• Problem A:
Name every Soviet front mentioned in the Silesian offensives text below.
• Problem B:
In the Silesian offensives text below, copy the part from "The Silesian offensives" to "by 2 months.", replacing "Wehrmacht" with "German army".

• Text excerpt:
The Silesian offensives (Силезские наступления) were two separate offensives conducted in Silesia in February and March 1945 by the Soviet Red Army against the German Wehrmacht on the Eastern Front in World War II, to protect the flanks of the Red Army during its push to Berlin to prevent a Wehrmacht counterattack. It delayed the final push toward Berlin by 2 months.

==The offensives==
The Lower Silesian offensive ran from 8–24 February 1945, and the Upper Silesian offensive from 15–31 March. Designed to flank the Soviet main advance on Berlin, the two operations pushed the Wehrmacht out of Silesia.

According to Soviet information, the Germans lost 54,000 soldiers: 40,000 dead and 14,000 captured in the Upper Silesian offensive.

The 1st Ukrainian Front under Ivan Konev’s command—having completed the Vistula–Oder offensive—was to advance westward toward Silesia with the primary objective of protecting the left flank of the 1st Belorussian Front, which was pushing toward Berlin. Similarly, the East Pomeranian offensive of the 2nd Belorussian Front in the north was tasked with protecting the 1st Belorussian Front's right flank.

==Delay==
The need to secure the flanks delayed till April the Soviets' final push toward Berlin, which had originally been planned for February. By mid-April, the East Pomeranian offensive—carried out by the 2nd, and elements of the 1st, Belorussian Fronts—had succeeded in its objectives, reaching the important German port city of Stettin (now Szczecin).

==Motives==
Joseph Stalin's decision to delay the push toward Berlin from February to April 1945 has been a subject of controversy among Soviet generals and military historians, with one side arguing that in February the Soviets had a chance of securing Berlin much faster and with far fewer losses, and the other arguing that the possibility of large German formations (remnants of the Czech fortification system) remaining on the flanks could have resulted in a successful German counterattack and further prolonged the war. Stalin's aim in delaying the advance on Berlin had likely been political, as it allowed him to occupy substantial parts of Austria in the Vienna offensive.

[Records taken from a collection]
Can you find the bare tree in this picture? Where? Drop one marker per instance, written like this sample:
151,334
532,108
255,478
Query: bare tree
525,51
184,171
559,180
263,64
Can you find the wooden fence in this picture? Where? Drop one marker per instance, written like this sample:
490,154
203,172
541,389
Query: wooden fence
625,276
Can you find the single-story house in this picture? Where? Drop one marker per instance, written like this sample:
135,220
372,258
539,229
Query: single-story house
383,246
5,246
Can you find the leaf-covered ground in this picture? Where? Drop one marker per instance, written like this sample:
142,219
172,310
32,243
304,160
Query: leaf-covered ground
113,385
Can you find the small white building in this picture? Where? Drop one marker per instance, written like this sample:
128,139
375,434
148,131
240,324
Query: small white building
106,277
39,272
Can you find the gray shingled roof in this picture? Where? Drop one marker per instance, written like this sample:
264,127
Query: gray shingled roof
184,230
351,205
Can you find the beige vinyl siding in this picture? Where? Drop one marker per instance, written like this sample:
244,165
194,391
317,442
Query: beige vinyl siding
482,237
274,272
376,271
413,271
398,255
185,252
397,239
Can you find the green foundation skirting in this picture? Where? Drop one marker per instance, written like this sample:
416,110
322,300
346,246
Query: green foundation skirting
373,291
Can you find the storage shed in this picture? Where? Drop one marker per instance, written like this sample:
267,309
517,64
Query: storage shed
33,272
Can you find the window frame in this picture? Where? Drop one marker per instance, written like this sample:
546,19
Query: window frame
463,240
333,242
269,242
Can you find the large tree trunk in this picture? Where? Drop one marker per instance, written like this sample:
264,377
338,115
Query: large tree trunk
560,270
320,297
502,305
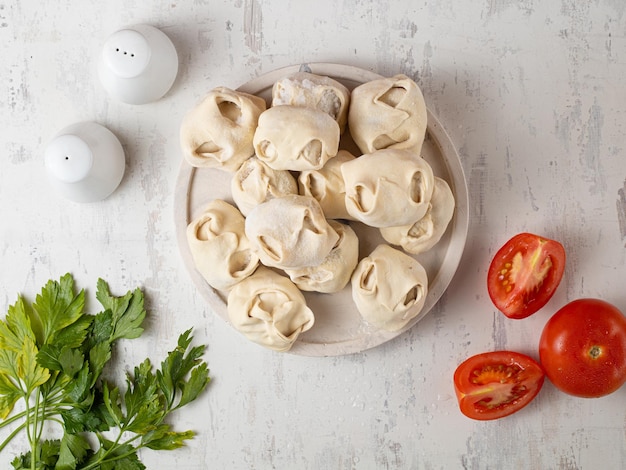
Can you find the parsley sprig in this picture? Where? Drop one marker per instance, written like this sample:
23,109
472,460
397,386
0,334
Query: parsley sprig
52,358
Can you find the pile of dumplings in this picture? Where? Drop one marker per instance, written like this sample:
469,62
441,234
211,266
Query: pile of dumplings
297,193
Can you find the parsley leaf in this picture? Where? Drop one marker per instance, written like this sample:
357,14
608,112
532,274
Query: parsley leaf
52,357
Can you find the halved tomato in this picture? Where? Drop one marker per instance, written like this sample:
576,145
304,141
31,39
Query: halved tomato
524,274
496,384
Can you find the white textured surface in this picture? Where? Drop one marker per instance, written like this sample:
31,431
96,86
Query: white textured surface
531,93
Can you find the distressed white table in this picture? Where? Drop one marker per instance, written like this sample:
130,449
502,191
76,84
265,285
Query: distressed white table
531,93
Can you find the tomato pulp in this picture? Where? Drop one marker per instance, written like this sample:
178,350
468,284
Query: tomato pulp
524,274
583,348
496,384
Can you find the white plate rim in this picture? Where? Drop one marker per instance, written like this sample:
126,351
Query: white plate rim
459,224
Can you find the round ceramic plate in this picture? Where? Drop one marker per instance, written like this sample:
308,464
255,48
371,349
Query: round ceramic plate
339,328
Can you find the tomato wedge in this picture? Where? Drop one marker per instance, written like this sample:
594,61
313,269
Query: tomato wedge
524,274
496,384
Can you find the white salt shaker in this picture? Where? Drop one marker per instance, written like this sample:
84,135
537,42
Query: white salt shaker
138,64
85,162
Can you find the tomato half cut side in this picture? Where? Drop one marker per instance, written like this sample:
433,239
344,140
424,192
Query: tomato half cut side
496,384
524,274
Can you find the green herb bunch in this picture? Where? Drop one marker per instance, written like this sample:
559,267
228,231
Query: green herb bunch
52,356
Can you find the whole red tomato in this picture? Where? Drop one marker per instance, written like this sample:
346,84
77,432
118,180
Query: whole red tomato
583,348
524,274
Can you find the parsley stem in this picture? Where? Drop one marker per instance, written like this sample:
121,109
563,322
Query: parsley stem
10,437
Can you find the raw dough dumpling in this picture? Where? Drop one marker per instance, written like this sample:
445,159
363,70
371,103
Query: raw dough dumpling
218,131
290,232
327,186
425,233
389,288
314,91
388,113
219,247
255,182
296,138
269,310
388,188
334,273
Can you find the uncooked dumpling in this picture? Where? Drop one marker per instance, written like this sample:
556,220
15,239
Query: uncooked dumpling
269,310
388,187
296,138
255,182
425,233
218,131
314,91
219,247
389,288
327,186
290,232
334,273
388,113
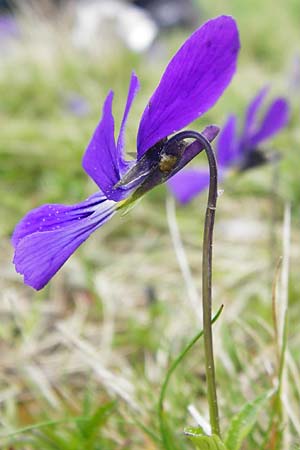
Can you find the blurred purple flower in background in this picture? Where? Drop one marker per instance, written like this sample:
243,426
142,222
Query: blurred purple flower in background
192,82
241,151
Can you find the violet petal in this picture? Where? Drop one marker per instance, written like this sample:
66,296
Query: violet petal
133,89
193,81
42,247
101,159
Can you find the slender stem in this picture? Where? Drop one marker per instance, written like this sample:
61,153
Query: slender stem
207,276
173,366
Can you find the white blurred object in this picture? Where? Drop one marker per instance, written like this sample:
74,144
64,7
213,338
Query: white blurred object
132,25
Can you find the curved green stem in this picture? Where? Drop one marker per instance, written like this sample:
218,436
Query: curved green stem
207,274
175,363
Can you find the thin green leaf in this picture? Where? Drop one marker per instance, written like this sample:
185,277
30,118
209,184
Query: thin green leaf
243,422
163,427
203,442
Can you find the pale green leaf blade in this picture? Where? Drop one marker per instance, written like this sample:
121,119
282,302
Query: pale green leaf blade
203,442
243,422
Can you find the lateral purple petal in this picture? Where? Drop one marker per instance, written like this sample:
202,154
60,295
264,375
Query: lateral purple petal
188,183
227,145
133,89
53,216
252,110
193,81
43,246
274,120
101,160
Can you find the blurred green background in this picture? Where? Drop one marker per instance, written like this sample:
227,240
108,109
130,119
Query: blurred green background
108,324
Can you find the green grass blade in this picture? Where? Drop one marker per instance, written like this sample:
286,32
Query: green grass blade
243,422
202,442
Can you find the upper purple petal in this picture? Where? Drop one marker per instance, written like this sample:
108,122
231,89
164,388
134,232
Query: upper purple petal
227,145
104,160
100,160
274,120
193,81
47,236
188,183
133,89
252,110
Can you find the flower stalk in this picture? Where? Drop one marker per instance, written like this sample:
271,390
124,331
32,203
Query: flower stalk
207,274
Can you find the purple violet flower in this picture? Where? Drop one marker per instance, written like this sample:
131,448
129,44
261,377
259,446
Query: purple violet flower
240,151
193,81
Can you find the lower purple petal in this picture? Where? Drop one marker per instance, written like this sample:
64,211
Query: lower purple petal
188,183
42,247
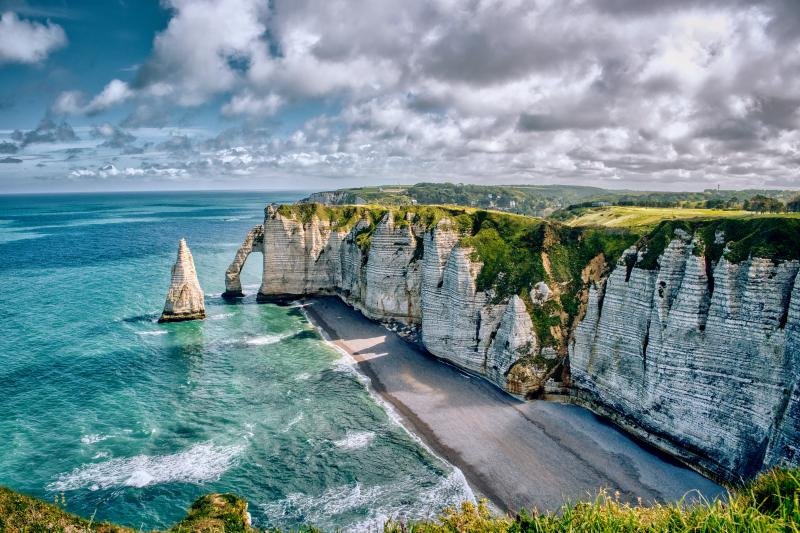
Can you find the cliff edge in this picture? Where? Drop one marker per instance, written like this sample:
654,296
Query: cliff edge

• Written answer A:
- 1st Ukrainian Front
- 1st Belorussian Front
- 2nd Belorussian Front

• Written answer B:
The Silesian offensives (Силезские наступления) were two separate offensives conducted in Silesia in February and March 1945 by the Soviet Red Army against the German German army on the Eastern Front in World War II, to protect the flanks of the Red Army during its push to Berlin to prevent a German army counterattack. It delayed the final push toward Berlin by 2 months.